**The request**
Give back every row below unchanged, but leave out the pictures.

**Provided data**
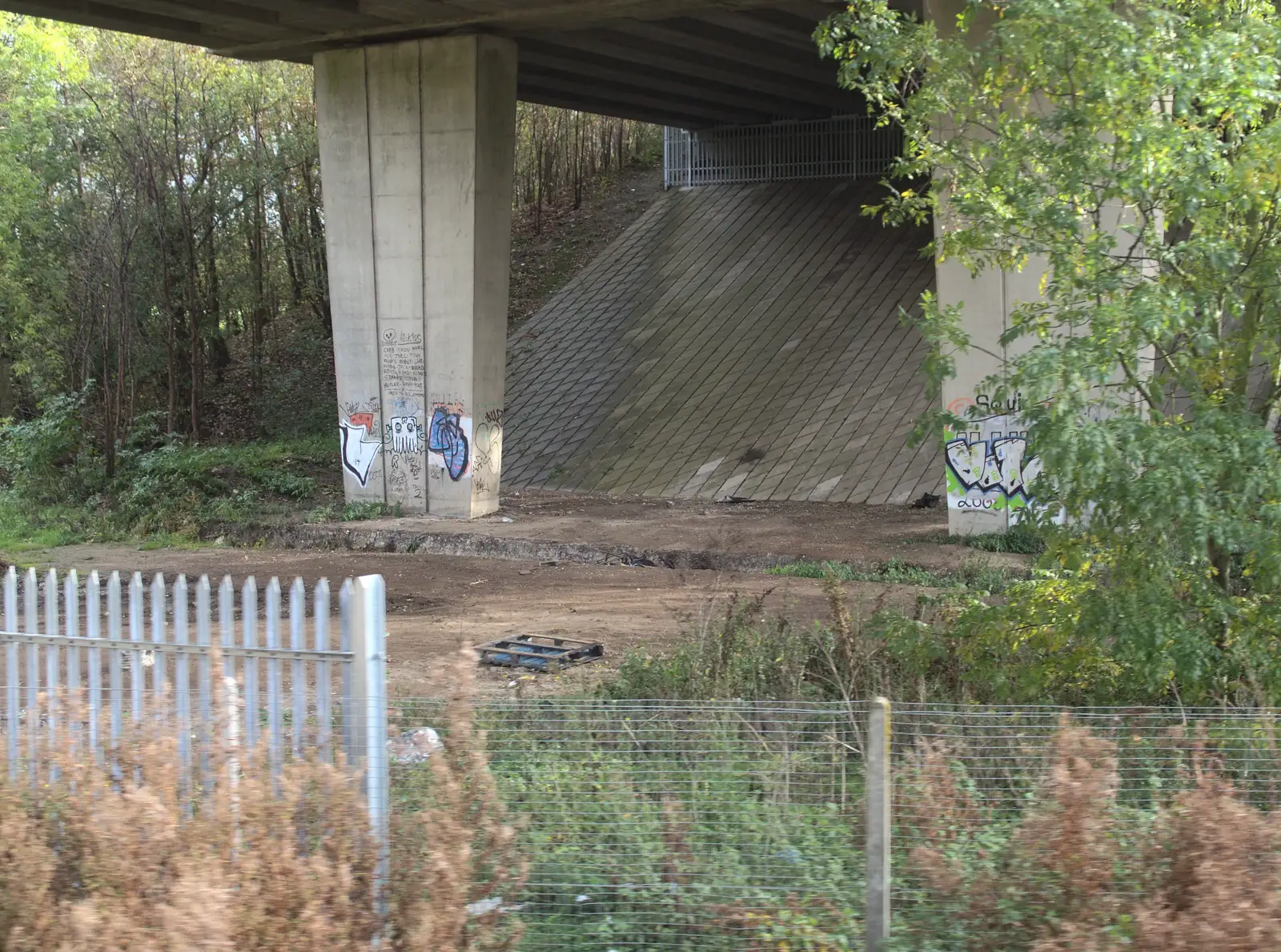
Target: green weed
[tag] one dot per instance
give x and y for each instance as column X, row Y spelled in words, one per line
column 973, row 574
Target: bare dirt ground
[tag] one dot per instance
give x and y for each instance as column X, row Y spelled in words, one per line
column 437, row 604
column 702, row 533
column 441, row 601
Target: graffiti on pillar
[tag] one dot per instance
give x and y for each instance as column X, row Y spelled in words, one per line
column 488, row 444
column 450, row 441
column 988, row 465
column 359, row 448
column 405, row 433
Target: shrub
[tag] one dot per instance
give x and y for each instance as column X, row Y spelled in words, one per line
column 1078, row 871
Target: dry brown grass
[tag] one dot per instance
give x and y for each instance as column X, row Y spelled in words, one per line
column 1080, row 874
column 121, row 854
column 461, row 850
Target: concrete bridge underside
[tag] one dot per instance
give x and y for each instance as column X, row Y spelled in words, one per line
column 689, row 63
column 416, row 104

**Worked solution**
Target: green weed
[tag] one dot per instance
give x and y for each instance as column X, row Y spelled in words, one per line
column 973, row 574
Target: bare dirt ground
[tag] one dot per instance
give x and y for each instance as column X, row Y spelled in words, one per line
column 437, row 604
column 702, row 533
column 441, row 601
Target: graffiti on pillar
[tag] one dot per instance
give x and y for each instance as column X, row Y spelled in words, one per line
column 488, row 444
column 450, row 441
column 988, row 465
column 359, row 448
column 405, row 433
Target: shrub
[tag] one dot per instance
give x and y for each instance as column X, row Y spelled in words, one per line
column 1078, row 871
Target: dry brown grass
[tag] one dot per instance
give x and y for each instance as column X, row Y spelled in words, one per line
column 1080, row 874
column 121, row 854
column 461, row 850
Target: concrete bridge underside
[tag] one dot per instance
give x and y for each instance as column X, row Y spelled in words, one per line
column 689, row 63
column 416, row 104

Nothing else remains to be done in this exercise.